EXCERPT TO READ:

══════════

Static Site Export/Import to Markdown Files

1. Search & Replace

Copy this file down to project directory and call export.md for Search & Replace. Be sure to exclude the trailing slash(‘/’) from the urls when replacing. Remove this Search & Replace section when completed.

[DOMAIN] = e.g. BusinessAnalytics.com
[URL] = e.g. www.businessanalytics.com
[PROTOCOL] = e.g. https://

2. Import Site

Commands:

wget -m -p -E -nH -H -e robots=off --content-on-error -P '_import' -x "[URL]/sitemap.xml" -x "[URL]/404/" -D[DOMAIN] -X 'comments, /feed, **/feed, **/**/feed, **/**/**/feed, **/**/**/**/feed, wp-json, cdn-cgi' --reject-regex "(\{|(.html|.php|.htm|\/)\?).*?" [URL];
cd _import;

Combined Commands:

wget -m -p -E -nH -H -e robots=off --content-on-error -P '_import' -x "[URL]/sitemap.xml" -x "[URL]/404/" -D[DOMAIN] -X 'comments, /feed, **/feed, **/**/feed, **/**/**/feed, **/**/**/**/feed, wp-json, cdn-cgi' --reject-regex "(\{|(.html|.php|.htm|\/)\?).*?" [URL]; cd _import;

Scan Sitemap.xml (Optional)

This will scan the sitemap.xml and compare to existing import, if there are additional pages/resources this will capture them. Some pages may not be imported the first time due to no links pointing to them. If the same map is a parent of child sitemap.xml files, you’ll need to run this command twice. If Sitemap is named differently and wasn’t downloaded using the above command, re-download the html to _imports directory.

Commands:

rm -rf links.txt;
for file in **/*.xml; do
   perl -lne "print for /<loc>(.*?)<\/loc>/g" < $file >> links.txt;
done;
for dir in $(find * -maxdepth 10 -type d); do
  dir_escaped=$(echo $dir | sed -e 's/[\/&]/\\&/g');
  perl -pi -w -e "s/^http(.*?)$dir_escaped\/?\n$//g" links.txt;
done;
wget -m -c -p -E -nH -e robots=off --content-on-error -X 'comments, /feed, **/feed, **/**/feed, **/**/**/feed, **/**/**/**/feed, wp-json, cdn-cgi' --reject-regex "(\{|(.html|.php|.htm|\/)\?).*?" -i links.txt;

Combined Commands:

rm -rf links.txt; for file in **/*.xml; do perl -lne "print for /<loc>(.*?)<\/loc>/g" < $file >> links.txt; done; for dir in $(find * -maxdepth 10 -type d); do dir_escaped=$(echo $dir | sed -e 's/[\/&]/\\&/g'); perl -pi -w -e "s/^http(.*?)$dir_escaped\/?\n$//gi" links.txt; done; wget -m -c -p -E -nH -e robots=off --content-on-error -X 'comments, /feed, **/feed, **/**/feed, **/**/**/feed, **/**/**/**/feed, wp-json, cdn-cgi' --reject-regex "(\{|(.html|.php|.htm|\/)\?).*?" -i links.txt;

3. Directory Structure

This transform the directory structure into the preferred file index for our Jekyll set up. For example, a set obtained from WordPress would be imported as:

/folder
  index.html
/folder
  /folder
    index.html
  /folder
    index.html
/folder
  index.html

… and then will be converted to:

folderindex.html /folder file.html file.html folderindex.html

Commands:

for file in **/*.htm; do
  new_file=$(echo $file | sed 's/\.htm/\.html/g');
  mv $file $new_file;
done;
for dir in $(find * -maxdepth 10 -type d); do
  if [ -f $dir/index.html ]; then
    mv $dir/index.html $dir.html;
  fi;
done;
find . -type d -empty -delete;
for file in **/*.html; do
  new_file=$(echo $file | sed 's/@.*//g' | sed 's/\.php//g');
  mv $file $new_file;
done;

Combined Commands:

for file in **/*.htm; do new_file=$(echo $file | sed 's/\.htm/\.html/g'); mv $file $new_file; done; for dir in $(find * -maxdepth 10 -type d); do if [ -f $dir/index.html ]; then mv $dir/index.html $dir.html; fi; done; find . -type d -empty -delete; for file in **/*.html; do new_file=$(echo $file | sed 's/@.*//g' | sed 's/\.php//g'); mv $file $new_file; done;

4. Front Matter

The commands below will cherry pick important variables to include in various spots on pages, include <meta>, <title>, and even URL structures.

══════════

PROVIDED INFORMATION:
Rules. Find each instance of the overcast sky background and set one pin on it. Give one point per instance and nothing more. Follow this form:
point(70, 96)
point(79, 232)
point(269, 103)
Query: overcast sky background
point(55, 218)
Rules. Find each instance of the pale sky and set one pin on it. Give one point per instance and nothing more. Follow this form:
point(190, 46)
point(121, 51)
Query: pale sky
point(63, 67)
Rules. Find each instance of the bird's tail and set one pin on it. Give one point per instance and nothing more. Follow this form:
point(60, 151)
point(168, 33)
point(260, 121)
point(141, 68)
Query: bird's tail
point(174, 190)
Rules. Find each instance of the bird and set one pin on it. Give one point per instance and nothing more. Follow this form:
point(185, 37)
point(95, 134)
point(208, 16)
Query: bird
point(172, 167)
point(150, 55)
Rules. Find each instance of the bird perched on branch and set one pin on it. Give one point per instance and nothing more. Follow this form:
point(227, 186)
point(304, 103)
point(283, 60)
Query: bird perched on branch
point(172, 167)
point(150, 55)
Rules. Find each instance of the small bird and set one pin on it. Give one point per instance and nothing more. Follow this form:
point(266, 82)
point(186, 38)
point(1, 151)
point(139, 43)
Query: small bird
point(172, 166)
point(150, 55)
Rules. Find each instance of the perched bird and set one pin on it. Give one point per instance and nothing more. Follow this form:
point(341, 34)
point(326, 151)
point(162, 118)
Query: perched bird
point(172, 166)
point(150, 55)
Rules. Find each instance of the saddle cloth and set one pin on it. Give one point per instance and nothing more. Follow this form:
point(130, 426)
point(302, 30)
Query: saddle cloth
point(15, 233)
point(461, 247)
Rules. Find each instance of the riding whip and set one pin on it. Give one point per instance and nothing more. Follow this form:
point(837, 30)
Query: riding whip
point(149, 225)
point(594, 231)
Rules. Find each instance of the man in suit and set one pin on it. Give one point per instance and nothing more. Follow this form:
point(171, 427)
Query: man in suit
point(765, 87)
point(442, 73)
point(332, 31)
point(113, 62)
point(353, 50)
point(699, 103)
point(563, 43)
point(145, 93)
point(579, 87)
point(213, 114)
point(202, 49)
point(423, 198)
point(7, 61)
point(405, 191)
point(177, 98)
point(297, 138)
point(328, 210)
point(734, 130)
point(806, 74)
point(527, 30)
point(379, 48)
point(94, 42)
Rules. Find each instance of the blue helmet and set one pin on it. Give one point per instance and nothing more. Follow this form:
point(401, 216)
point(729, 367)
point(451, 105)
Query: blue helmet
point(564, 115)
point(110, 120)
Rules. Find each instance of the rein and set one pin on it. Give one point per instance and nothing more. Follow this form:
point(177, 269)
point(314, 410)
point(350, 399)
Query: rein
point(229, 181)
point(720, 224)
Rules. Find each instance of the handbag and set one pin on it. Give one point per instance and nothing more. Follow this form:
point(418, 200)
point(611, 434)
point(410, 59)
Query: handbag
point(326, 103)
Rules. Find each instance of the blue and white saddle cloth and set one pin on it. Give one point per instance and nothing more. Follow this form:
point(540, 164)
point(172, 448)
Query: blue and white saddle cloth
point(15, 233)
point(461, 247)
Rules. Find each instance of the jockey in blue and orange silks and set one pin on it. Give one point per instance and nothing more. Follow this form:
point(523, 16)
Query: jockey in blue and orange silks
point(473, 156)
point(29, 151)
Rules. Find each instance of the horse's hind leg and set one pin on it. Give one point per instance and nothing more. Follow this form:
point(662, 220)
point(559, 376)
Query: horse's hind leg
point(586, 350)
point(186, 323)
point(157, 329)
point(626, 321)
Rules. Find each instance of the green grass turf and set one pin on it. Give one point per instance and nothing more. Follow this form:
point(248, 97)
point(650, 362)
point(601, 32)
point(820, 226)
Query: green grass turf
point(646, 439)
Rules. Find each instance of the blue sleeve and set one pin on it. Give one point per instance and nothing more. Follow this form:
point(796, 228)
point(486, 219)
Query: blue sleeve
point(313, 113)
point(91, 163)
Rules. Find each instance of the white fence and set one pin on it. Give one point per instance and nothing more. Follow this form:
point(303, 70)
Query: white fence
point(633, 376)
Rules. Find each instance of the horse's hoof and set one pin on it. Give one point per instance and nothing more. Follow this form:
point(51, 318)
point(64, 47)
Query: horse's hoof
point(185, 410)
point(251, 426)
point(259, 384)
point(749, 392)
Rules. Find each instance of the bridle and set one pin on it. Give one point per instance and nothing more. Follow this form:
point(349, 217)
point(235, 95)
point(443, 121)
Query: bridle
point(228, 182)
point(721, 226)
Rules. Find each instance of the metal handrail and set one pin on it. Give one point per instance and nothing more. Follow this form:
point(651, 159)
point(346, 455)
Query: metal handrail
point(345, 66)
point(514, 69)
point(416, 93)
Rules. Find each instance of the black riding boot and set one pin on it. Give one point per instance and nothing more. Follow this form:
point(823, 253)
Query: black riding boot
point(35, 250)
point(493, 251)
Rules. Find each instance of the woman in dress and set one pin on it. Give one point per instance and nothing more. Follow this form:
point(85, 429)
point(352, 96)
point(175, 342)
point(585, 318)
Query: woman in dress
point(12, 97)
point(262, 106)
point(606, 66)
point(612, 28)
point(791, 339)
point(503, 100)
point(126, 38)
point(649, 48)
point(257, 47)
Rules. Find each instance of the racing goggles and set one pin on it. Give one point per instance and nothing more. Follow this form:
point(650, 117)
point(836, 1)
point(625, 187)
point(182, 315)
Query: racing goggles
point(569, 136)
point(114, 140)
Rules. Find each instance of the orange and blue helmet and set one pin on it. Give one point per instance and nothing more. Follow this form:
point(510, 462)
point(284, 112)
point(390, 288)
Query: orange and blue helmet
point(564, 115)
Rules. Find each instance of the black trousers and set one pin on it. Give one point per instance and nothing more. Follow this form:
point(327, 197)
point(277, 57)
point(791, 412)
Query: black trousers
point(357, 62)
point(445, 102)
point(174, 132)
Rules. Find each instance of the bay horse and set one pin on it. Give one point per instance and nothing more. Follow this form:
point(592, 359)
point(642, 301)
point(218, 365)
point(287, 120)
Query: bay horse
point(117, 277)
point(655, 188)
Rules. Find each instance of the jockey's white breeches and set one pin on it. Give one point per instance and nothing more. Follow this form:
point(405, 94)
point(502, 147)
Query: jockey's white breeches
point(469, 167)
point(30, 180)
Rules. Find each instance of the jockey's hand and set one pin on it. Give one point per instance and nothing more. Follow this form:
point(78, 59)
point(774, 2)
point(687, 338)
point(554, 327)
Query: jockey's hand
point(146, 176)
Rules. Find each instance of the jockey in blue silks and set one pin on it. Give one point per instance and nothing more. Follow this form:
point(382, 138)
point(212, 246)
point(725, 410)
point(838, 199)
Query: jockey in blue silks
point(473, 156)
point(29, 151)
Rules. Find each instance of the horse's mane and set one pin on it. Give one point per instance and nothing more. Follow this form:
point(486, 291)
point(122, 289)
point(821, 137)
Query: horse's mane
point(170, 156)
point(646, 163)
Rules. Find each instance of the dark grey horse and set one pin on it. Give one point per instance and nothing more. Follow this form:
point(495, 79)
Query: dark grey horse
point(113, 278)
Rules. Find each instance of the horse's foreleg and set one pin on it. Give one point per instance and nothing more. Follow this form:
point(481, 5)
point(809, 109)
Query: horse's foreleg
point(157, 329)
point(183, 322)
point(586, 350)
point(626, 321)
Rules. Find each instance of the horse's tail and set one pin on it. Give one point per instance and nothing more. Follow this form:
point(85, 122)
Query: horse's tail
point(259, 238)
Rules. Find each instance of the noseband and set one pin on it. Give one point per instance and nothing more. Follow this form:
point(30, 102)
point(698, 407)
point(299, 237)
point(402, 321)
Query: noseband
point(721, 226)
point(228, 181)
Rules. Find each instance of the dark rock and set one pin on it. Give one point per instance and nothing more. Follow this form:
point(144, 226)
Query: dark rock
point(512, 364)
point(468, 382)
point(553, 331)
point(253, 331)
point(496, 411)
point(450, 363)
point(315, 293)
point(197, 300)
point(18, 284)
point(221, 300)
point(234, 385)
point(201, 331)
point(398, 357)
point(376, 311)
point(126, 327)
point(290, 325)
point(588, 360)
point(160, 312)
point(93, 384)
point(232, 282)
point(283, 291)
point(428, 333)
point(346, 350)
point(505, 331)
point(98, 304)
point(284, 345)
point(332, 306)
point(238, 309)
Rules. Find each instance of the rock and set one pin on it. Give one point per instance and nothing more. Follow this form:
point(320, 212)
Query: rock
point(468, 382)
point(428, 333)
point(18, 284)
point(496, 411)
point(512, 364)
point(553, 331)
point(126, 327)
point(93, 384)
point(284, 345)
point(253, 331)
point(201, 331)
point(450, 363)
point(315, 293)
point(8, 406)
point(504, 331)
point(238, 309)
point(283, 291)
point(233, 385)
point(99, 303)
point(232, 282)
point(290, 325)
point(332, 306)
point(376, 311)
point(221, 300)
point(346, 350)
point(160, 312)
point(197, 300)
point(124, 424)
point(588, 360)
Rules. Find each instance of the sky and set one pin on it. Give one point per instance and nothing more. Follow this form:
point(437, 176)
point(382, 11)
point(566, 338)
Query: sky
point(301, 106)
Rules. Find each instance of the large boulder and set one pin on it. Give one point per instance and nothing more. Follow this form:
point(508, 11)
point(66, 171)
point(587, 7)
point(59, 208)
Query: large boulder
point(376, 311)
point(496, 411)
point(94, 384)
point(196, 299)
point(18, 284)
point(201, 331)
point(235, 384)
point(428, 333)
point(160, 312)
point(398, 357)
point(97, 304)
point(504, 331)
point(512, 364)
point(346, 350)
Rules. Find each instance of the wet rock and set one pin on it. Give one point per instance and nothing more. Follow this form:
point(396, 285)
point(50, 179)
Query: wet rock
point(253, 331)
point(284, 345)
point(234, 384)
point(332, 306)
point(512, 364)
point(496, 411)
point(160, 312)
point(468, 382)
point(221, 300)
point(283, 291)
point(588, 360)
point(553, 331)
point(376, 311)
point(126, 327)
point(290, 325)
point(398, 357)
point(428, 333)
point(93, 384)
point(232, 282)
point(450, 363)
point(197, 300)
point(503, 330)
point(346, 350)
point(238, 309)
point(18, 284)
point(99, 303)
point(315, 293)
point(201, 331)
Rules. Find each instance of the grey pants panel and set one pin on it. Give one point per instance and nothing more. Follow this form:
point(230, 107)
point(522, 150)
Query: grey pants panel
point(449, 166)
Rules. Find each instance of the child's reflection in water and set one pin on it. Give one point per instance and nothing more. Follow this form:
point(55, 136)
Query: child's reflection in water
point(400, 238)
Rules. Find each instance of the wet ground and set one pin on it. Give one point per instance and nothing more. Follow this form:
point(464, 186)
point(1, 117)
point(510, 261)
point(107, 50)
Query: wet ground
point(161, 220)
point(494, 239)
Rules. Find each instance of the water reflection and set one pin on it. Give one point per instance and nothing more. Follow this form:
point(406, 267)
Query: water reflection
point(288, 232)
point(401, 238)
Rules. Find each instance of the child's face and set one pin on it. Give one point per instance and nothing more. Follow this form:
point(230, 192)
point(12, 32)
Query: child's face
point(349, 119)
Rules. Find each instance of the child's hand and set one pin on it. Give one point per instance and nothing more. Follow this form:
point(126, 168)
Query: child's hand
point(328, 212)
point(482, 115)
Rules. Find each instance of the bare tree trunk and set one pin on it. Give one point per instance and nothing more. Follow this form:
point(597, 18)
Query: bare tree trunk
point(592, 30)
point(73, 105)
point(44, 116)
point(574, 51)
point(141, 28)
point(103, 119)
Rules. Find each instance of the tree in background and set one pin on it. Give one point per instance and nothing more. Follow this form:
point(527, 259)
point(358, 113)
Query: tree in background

══════════

THINGS TO DO:
a) Return the part of the export guide starting with "1. Search &" and going on through "section when completed.".
b) According to the export guide, how many times do you need to run the sitemap scan command when the same map is a parent of child sitemap.xml files?
c) Put this sentence from the export guide into Spanish: "Some pages may not be imported the first time due to no links pointing to them."
The data shown here is separate from the export guide.

REPLIES:
a)
1. Search & Replace

Copy this file down to project directory and call export.md for Search & Replace. Be sure to exclude the trailing slash(‘/’) from the urls when replacing. Remove this Search & Replace section when completed.

b) Twice.

c) Es posible que algunas páginas no se importen la primera vez porque no hay enlaces que apunten a ellas.